[Input Boundary: Start]

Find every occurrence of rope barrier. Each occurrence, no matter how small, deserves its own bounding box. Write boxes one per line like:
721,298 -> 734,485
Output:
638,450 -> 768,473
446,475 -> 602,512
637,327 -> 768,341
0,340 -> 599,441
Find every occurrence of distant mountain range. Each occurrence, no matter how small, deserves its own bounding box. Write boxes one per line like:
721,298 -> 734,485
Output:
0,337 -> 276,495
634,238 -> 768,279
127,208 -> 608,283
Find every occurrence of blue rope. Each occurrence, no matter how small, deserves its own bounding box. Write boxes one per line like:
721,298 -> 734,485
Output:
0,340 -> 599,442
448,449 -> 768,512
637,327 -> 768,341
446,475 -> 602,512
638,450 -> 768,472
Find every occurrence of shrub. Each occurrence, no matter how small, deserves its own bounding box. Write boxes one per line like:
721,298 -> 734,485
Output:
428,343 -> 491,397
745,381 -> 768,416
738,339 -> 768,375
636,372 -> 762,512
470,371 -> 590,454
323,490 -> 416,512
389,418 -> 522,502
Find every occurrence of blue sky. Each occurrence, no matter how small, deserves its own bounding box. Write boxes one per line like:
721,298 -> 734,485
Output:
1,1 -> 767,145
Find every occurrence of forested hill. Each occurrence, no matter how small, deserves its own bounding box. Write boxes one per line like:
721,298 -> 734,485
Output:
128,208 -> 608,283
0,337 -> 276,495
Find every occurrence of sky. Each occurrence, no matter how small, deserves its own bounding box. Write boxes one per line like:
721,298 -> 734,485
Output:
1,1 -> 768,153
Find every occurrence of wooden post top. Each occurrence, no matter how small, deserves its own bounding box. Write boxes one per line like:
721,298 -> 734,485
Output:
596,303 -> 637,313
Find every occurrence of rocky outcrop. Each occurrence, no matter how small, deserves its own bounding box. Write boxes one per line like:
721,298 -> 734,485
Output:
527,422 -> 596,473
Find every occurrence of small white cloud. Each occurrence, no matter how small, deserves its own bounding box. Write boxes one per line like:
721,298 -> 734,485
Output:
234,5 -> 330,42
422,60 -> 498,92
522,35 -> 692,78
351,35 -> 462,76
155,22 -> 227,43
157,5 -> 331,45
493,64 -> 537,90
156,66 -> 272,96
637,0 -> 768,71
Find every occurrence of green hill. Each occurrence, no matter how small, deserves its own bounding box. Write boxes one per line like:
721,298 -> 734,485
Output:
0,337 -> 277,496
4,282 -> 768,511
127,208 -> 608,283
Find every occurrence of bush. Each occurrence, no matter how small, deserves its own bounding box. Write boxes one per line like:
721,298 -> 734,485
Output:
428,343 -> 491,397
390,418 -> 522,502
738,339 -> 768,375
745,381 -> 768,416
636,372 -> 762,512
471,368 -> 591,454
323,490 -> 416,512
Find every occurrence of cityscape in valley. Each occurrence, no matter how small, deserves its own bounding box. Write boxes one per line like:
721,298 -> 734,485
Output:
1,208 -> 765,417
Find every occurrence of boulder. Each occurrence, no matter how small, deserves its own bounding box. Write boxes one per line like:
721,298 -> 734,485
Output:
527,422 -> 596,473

[Input Boundary: End]

■ Assigned task ■
Note every line of the entries in which "hill" appears, and copy it down.

■ Worked solution ■
Find every occurrence of forested hill. Each occurrence, no matter how small, deserves its own bounding box. Write boxes one per line like:
Find every occurrence of green hill. Each occurrence, no matter how small, deserves its own bounding box. Write boxes one per line like:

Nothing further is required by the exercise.